Give back every entry below, exactly as written.
[[ Information shown, beginning ]]
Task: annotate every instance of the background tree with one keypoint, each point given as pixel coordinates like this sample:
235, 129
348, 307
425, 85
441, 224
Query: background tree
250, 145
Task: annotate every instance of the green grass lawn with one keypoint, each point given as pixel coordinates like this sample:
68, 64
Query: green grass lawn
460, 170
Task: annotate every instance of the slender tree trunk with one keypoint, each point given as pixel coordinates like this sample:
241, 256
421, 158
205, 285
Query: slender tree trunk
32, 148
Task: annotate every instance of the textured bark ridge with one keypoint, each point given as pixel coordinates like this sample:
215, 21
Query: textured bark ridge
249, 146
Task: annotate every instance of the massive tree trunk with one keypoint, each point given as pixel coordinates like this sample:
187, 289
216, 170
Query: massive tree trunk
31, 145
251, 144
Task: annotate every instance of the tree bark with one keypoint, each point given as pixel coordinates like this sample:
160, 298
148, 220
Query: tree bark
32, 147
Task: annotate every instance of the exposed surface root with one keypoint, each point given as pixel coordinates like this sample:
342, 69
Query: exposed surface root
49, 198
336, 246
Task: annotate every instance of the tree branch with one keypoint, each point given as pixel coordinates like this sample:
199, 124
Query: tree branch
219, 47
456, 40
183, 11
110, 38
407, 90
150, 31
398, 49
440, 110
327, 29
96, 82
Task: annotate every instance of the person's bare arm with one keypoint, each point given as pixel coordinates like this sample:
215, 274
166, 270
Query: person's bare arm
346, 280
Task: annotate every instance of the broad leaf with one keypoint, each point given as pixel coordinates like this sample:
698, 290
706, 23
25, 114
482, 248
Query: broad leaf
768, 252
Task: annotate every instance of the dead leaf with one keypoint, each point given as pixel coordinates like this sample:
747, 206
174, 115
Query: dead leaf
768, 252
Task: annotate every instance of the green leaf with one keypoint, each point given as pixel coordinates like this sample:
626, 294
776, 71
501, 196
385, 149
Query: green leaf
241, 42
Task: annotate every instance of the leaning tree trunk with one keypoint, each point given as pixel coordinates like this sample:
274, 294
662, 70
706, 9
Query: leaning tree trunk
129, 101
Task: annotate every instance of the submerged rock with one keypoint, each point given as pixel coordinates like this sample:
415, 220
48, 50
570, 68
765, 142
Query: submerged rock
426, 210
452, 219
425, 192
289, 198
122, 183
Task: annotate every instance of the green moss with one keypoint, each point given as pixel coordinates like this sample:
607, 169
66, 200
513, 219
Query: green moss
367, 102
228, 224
[[ Information shown, end ]]
• **Exercise response**:
Task: annotate every instance of the background tree with one keypoint, each point given as pixel coordinates like this sample:
235, 129
348, 307
425, 85
441, 224
Query: background tree
250, 145
Task: annotate every instance of the green grass lawn with one keypoint, each point given as pixel coordinates like this sample:
68, 64
Query: green grass lawn
460, 170
Task: annotate every instance of the slender tree trunk with one keypoint, each point given as pixel coordinates like this sample:
241, 256
421, 158
205, 285
Query: slender tree trunk
32, 148
Task: annotate every instance of the textured bark ridge with one keypoint, each point given as pixel coordinates like this sample:
215, 21
Query: textured bark ridge
249, 146
Task: annotate every instance of the massive tree trunk with one keypoint, each point given as pixel coordinates like this sample:
187, 289
216, 170
Query: massive tree trunk
31, 145
251, 144
Task: annotate every instance of the tree bark with one keypoint, each point given as pixel coordinates like this sample:
160, 298
148, 220
Query: tree bark
32, 147
Task: annotate every instance of the exposed surface root with one keypoint, each point given as pixel coordinates like this sample:
342, 69
Query: exposed surface root
49, 198
336, 246
Task: annotate every instance of the tree branch with one keypoint, each point given as pixel coordinates like this sample:
199, 124
Query: tree branch
219, 47
456, 40
183, 11
110, 38
407, 90
150, 31
398, 49
440, 110
327, 29
96, 82
Task: annotate every instance of the person's bare arm with one keypoint, each point given as pixel coordinates like this sample:
215, 274
166, 270
Query: person's bare arm
346, 280
Task: annotate every instance of the broad leaf with one keypoint, each point given as pixel coordinates like this sample:
698, 290
706, 23
25, 114
482, 248
Query: broad leaf
768, 252
Task: annotate every instance of the dead leaf with one keypoint, each point given as pixel coordinates like this sample:
747, 206
174, 115
Query: dead leaf
768, 252
Task: annotate every instance of the green leaf with one keypoint, each point given as pixel coordinates like this sample:
626, 294
776, 71
501, 196
385, 149
Query: green leaf
241, 42
Task: annotate every instance of the leaning tree trunk with one keypoint, each point given as pixel coordinates like this sample:
274, 294
662, 70
706, 9
Query: leaning tree trunk
129, 101
Task: annotate every instance of the submerged rock with one keypoint, each point given as pixel coordinates like this sample:
415, 220
48, 50
570, 68
765, 142
Query: submerged rock
426, 210
452, 219
425, 192
289, 198
122, 183
Task: annotate every instance of the green moss with one keypoint, each point given as pixel coordinates like this sample:
607, 169
66, 200
513, 219
Query: green moss
367, 102
228, 224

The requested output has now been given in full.